*** Document excerpt Section Begins ***
Hurley Tarver

No. 40, 29, 5
- Position: Defensive back

Personal information
- Born: November 30, 1975 (age 49) Fort Worth, Texas, U.S.
- Height: 6 ft 0 in (1.83 m)
- Weight: 190 lb (86 kg)

Career information
- High school: Benbrook (TX) Western Hills
- College: Central Oklahoma
- NFL draft: 1998: undrafted

Career history
- San Francisco 49ers (1998)*; Cleveland Browns (1999)*; Scottish Claymores (2000, 2002); Dallas Cowboys (2000)*; Las Vegas Outlaws (2001); Green Bay Packers (2001–2002)*; Tampa Bay Storm (2003); Chicago Rush (2004); Toronto Argonauts (2004); Las Vegas Gladiators (2005);
- * Offseason and/or practice squad member only

Awards and highlights
- ArenaBowl champion (2003); Grey Cup champion (2004);
- Stats at ArenaFan.com

= Hurley Tarver =

American gridiron football player (born 1975)
*** Document excerpt Section Ends ***
*** Dataset excerpts Section Begins ***
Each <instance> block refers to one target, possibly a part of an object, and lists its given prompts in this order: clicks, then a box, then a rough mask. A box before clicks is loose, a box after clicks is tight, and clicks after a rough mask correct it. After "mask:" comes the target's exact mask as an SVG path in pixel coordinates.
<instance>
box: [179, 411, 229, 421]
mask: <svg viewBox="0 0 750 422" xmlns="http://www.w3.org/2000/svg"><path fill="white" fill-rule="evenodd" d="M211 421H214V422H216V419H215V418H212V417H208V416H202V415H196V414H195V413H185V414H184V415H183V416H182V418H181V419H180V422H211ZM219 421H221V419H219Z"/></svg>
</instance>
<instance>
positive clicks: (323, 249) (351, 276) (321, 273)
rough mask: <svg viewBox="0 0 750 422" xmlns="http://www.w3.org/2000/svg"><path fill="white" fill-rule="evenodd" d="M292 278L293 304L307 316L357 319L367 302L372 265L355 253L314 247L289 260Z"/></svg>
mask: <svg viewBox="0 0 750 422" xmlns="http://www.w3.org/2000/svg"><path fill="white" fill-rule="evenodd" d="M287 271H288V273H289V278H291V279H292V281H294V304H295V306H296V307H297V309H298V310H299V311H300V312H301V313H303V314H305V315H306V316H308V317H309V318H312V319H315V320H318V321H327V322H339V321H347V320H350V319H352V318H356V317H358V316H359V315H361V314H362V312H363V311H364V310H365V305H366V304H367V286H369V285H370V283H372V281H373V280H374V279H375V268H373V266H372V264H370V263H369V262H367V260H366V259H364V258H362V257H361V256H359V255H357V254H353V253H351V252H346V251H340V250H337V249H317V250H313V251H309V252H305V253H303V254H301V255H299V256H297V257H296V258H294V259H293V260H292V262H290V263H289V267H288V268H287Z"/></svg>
*** Dataset excerpts Section Ends ***
**Task requirements:**
(a) According to the Hurley Tarver profile, which college did he attend?
(b) Reproduce word for word the stretch of the Hurley Tarver profile from "No. 40, 29, 5" through "190 lb (86 kg)".
(c) Which teams does the Hurley Tarver profile mark as ones where he was only an offseason and/or practice squad member?

**Exercise responses:**
(a) Central Oklahoma

(b)
No. 40, 29, 5
- Position: Defensive back

Personal information
- Born: November 30, 1975 (age 49) Fort Worth, Texas, U.S.
- Height: 6 ft 0 in (1.83 m)
- Weight: 190 lb (86 kg)

(c) San Francisco 49ers, Cleveland Browns, Dallas Cowboys, Green Bay Packers